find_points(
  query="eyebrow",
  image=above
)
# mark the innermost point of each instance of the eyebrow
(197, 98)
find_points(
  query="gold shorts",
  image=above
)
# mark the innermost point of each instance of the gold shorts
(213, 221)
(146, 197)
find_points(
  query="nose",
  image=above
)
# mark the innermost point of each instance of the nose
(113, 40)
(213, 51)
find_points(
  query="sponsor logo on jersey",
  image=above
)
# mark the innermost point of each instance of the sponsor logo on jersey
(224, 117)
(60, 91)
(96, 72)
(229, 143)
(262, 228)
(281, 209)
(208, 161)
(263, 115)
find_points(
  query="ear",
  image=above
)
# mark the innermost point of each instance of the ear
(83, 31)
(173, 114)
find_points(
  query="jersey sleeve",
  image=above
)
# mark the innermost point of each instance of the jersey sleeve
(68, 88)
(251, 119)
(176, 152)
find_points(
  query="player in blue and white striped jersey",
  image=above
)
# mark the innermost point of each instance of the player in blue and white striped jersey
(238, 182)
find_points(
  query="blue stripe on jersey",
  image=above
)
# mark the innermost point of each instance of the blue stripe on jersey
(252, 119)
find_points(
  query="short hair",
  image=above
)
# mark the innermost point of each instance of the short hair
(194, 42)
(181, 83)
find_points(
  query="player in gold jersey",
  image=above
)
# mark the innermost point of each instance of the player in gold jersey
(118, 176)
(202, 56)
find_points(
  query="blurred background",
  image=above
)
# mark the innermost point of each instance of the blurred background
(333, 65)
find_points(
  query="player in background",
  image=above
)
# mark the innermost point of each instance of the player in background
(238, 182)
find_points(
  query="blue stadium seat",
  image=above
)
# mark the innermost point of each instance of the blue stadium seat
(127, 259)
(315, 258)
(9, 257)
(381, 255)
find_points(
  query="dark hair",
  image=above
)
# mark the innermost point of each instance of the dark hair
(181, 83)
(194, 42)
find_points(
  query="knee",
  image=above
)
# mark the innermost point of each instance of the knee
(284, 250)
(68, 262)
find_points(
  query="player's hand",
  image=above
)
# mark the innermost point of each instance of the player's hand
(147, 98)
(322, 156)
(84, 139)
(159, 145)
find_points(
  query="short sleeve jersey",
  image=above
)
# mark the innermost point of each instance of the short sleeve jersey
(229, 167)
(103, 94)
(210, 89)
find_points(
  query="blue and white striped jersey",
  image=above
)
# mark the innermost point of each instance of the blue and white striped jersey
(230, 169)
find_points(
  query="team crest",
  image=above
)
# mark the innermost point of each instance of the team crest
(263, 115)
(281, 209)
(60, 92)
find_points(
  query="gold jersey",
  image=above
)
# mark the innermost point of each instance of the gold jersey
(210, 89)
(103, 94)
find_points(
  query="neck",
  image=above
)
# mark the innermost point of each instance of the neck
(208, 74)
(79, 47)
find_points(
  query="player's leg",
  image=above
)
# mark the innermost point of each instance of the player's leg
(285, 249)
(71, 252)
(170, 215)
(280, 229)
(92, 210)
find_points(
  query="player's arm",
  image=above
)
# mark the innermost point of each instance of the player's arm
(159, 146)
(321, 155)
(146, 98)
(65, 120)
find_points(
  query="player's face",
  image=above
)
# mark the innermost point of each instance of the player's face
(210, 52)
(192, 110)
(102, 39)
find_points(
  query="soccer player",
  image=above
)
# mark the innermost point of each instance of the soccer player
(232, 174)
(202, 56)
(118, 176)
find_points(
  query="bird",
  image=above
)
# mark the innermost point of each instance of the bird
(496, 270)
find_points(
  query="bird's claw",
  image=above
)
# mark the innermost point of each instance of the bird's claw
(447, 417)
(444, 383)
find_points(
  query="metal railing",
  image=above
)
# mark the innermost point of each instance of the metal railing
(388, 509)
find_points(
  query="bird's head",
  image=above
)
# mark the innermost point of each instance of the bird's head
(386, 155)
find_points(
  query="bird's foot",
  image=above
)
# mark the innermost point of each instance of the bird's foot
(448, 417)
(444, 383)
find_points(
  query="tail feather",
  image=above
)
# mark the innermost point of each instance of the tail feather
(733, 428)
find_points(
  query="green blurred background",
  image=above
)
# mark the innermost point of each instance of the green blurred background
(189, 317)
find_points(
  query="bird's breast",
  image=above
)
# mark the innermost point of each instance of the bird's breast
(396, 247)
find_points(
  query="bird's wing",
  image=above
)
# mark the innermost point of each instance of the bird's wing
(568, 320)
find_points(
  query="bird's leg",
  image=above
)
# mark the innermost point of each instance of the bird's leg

• YOUR GOAL:
Repeat the material above exactly.

• OUTPUT:
find_points(
  query="eyebrow",
  image=above
)
# mark the innermost point of each instance of the eyebrow
(197, 98)
find_points(
  query="gold shorts",
  image=above
)
# mark the innermost point of each instance of the gold shorts
(213, 221)
(146, 197)
find_points(
  query="nose",
  image=above
)
# mark the innermost point of each instance of the nose
(113, 40)
(213, 51)
find_points(
  query="sponsor logo on jersey",
  image=above
)
# mark the innermost point of each instance of the sponsor logo on jersey
(224, 117)
(60, 91)
(96, 72)
(229, 143)
(262, 228)
(281, 209)
(208, 161)
(263, 115)
find_points(
  query="ear",
  image=above
)
# mark the innermost point of each instance of the ear
(83, 31)
(173, 114)
find_points(
  query="jersey sleeve",
  image=above
)
# mark the innermost point of each instance of the jersey sleeve
(68, 88)
(251, 119)
(176, 152)
find_points(
  query="player in blue and white striped jersey",
  image=above
)
# mark the innermost point of each instance of the player in blue and white striped jersey
(238, 182)
find_points(
  query="blue stripe on jersey",
  image=above
)
# mark the innermost point of each instance of the blue stripe on jersey
(252, 119)
find_points(
  query="short hair",
  image=above
)
# mark the innermost point of each instance of the short hair
(194, 42)
(181, 83)
find_points(
  query="player in gold jersey",
  image=above
)
# mark the innermost point of each instance of the player in gold jersey
(118, 176)
(202, 56)
find_points(
  query="blurred background",
  image=above
)
# mark the innermost point of each instance of the blurred background
(333, 65)
find_points(
  query="player in background",
  image=above
)
# mark the innermost point of each instance of the player in background
(238, 182)
find_points(
  query="blue stadium seat",
  image=above
)
# mark the innermost point of each instance of the blue stadium seat
(127, 259)
(315, 258)
(9, 257)
(381, 255)
find_points(
  query="dark hair",
  image=above
)
# mark the innermost point of each instance of the dark hair
(181, 83)
(194, 42)
find_points(
  query="knee",
  image=above
)
# mark the innermost point of each instance of the knee
(284, 250)
(68, 262)
find_points(
  query="player's hand",
  image=above
)
# mark the innermost point of each instance of the player's hand
(147, 98)
(322, 156)
(84, 139)
(159, 145)
find_points(
  query="short sleeve jersey",
  image=above
)
# mark the innermost point of each instance of the short sleeve jersey
(229, 167)
(103, 94)
(210, 89)
find_points(
  query="blue and white striped jersey",
  image=above
)
# mark the innermost point of each instance of the blue and white striped jersey
(230, 169)
find_points(
  query="team crest",
  image=above
)
# mark the innermost point of each instance of the team crest
(263, 115)
(281, 209)
(60, 92)
find_points(
  query="gold jersey",
  image=above
)
# mark the innermost point of each instance of the gold jersey
(210, 89)
(103, 94)
find_points(
  query="neck",
  image=above
)
# mark the innermost point of each instance of the neck
(208, 74)
(79, 47)
find_points(
  query="player's leg",
  image=above
)
# mark the innermost point of each instance of the player's leg
(285, 249)
(71, 252)
(170, 215)
(280, 229)
(92, 210)
find_points(
  query="player's arm",
  image=above
)
# mark the innermost point of each instance of the player's arm
(159, 146)
(321, 155)
(146, 98)
(65, 120)
find_points(
  query="player's face",
  image=above
)
# mark the innermost point of each instance of the player's face
(210, 52)
(192, 110)
(102, 39)
find_points(
  query="soccer player",
  image=above
)
# mark the innermost point of each instance of the soccer player
(232, 174)
(202, 56)
(118, 176)
find_points(
  query="bird",
  image=above
)
# mark the innermost point of each instance of the bird
(496, 270)
find_points(
  query="bird's claw",
  image=above
)
# mark the innermost point of each instance of the bird's claw
(447, 417)
(444, 383)
find_points(
  query="metal railing",
  image=above
)
# mark the innermost point of each instance of the metal railing
(388, 509)
find_points(
  query="bird's head",
  image=above
)
# mark the innermost point of each instance of the bird's head
(386, 155)
find_points(
  query="bird's foot",
  image=above
)
# mark the innermost point of each instance of the bird's foot
(448, 417)
(444, 383)
find_points(
  query="tail feather",
  image=above
)
# mark the innermost point of each instance of the tail feather
(733, 428)
find_points(
  query="green blurred background",
  image=above
)
# mark the innermost point of each instance of the green blurred background
(189, 317)
find_points(
  query="bird's breast",
  image=above
)
# mark the innermost point of each instance of the bird's breast
(396, 247)
find_points(
  query="bird's wing",
  image=above
)
# mark the innermost point of each instance of the bird's wing
(568, 320)
find_points(
  query="bird's leg",
  image=above
)
# mark the innermost point of each instance of the bird's leg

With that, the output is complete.